> **Exercise directions**
Copy the rows below word for word, from the first line through the line holding "top-left (3, 256), bottom-right (1568, 391)", both included. Leave the picture out of your copy.

> **Material to process**
·····

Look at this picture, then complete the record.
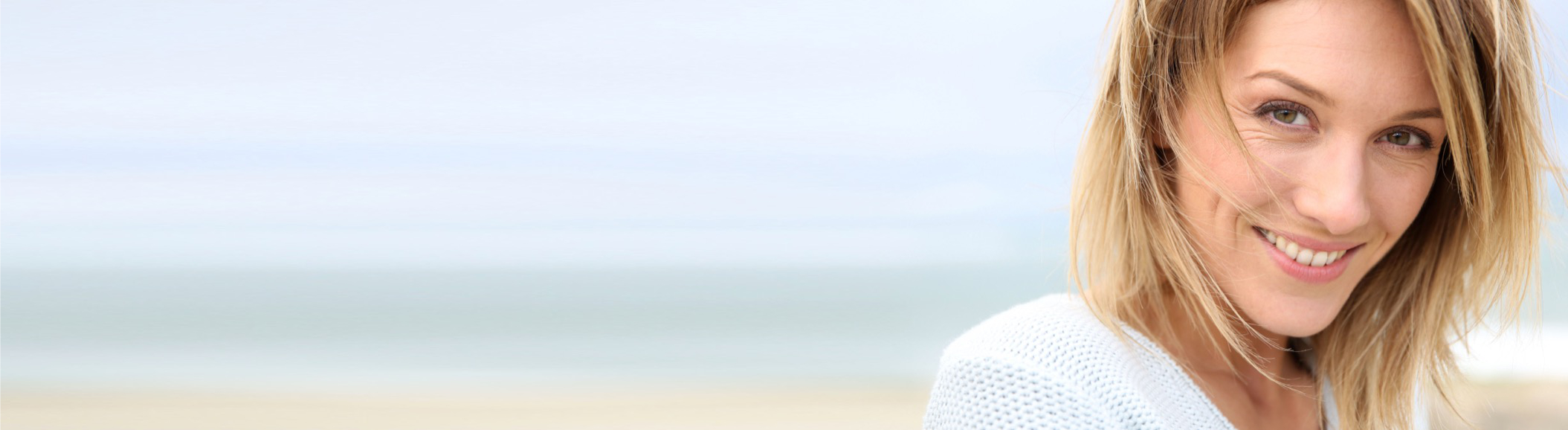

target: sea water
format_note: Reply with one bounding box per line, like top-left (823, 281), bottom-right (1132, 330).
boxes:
top-left (3, 256), bottom-right (1568, 391)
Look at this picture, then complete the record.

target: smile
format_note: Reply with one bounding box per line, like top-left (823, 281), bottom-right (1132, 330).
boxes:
top-left (1253, 228), bottom-right (1361, 284)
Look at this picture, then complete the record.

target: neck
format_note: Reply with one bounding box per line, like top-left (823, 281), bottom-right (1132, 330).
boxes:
top-left (1157, 295), bottom-right (1309, 382)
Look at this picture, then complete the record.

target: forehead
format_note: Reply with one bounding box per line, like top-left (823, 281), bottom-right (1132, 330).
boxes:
top-left (1225, 0), bottom-right (1436, 106)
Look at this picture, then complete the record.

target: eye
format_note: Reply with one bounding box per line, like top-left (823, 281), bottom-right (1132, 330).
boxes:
top-left (1268, 109), bottom-right (1311, 127)
top-left (1380, 130), bottom-right (1432, 147)
top-left (1253, 100), bottom-right (1314, 132)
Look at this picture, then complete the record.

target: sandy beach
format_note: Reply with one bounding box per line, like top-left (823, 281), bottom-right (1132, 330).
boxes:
top-left (0, 386), bottom-right (926, 430)
top-left (0, 383), bottom-right (1568, 430)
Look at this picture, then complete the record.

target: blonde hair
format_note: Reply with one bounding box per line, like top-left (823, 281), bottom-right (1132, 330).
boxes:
top-left (1069, 0), bottom-right (1562, 429)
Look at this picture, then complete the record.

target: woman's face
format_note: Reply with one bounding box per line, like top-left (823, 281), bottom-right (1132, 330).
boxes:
top-left (1176, 0), bottom-right (1444, 336)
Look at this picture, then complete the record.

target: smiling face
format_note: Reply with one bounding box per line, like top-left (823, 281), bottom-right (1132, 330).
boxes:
top-left (1176, 0), bottom-right (1444, 338)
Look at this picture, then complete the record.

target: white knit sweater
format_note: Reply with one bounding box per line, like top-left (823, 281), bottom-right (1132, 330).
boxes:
top-left (925, 295), bottom-right (1335, 429)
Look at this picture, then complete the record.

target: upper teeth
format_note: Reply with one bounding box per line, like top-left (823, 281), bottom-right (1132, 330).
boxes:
top-left (1257, 229), bottom-right (1346, 267)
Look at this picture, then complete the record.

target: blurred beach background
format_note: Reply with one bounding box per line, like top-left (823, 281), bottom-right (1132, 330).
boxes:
top-left (9, 0), bottom-right (1568, 429)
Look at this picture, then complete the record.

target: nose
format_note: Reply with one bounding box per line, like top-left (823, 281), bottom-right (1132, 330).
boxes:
top-left (1295, 140), bottom-right (1372, 235)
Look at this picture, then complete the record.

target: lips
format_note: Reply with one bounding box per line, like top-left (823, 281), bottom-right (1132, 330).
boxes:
top-left (1257, 229), bottom-right (1346, 267)
top-left (1253, 228), bottom-right (1361, 284)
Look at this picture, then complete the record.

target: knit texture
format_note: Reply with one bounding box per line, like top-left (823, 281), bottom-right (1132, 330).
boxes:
top-left (925, 295), bottom-right (1236, 429)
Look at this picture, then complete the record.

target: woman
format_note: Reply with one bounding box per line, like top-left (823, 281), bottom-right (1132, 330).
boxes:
top-left (925, 0), bottom-right (1549, 429)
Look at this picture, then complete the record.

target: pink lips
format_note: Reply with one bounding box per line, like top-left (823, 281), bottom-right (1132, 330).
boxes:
top-left (1254, 229), bottom-right (1361, 284)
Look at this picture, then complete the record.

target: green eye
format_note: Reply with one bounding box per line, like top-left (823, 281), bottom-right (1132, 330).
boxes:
top-left (1274, 109), bottom-right (1306, 126)
top-left (1384, 132), bottom-right (1424, 146)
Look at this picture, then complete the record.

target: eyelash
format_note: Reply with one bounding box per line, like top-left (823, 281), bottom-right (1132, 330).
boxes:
top-left (1253, 100), bottom-right (1435, 151)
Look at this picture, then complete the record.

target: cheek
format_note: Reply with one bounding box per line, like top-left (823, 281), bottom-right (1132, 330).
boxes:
top-left (1367, 161), bottom-right (1436, 237)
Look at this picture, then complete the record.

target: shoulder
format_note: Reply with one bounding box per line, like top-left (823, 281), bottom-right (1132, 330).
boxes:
top-left (925, 295), bottom-right (1123, 429)
top-left (925, 295), bottom-right (1229, 429)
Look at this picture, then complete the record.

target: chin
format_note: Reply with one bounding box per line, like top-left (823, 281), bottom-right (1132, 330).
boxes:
top-left (1237, 292), bottom-right (1349, 338)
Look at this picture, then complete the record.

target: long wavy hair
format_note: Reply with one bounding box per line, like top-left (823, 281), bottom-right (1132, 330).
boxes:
top-left (1069, 0), bottom-right (1562, 429)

·····

> **Task answer**
Look at this picture, then complete the record.

target: sea water
format_note: Reply with one bounding box per line, like top-left (823, 281), bottom-right (1132, 330).
boxes:
top-left (3, 256), bottom-right (1568, 391)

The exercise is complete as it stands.